Please find each line in the rows below that contains the string "grounding" and copy it out in full, treating uppercase and lowercase as different.

━━━━━ Dataset entries

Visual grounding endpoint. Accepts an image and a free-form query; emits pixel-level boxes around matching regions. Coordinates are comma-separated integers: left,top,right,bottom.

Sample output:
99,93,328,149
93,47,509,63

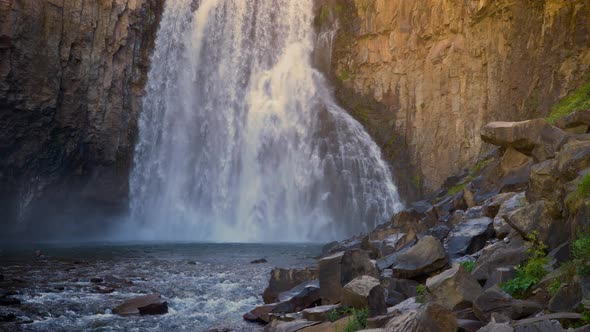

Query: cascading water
130,0,408,241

━━━━━━━━━━

_Solution to the exercise:_
Visual grounding endpoint. Accepts an image and a free-form query; emits pixel-level boxes around matching regions. Coordinates are comma-separated integers: left,top,right,bottom.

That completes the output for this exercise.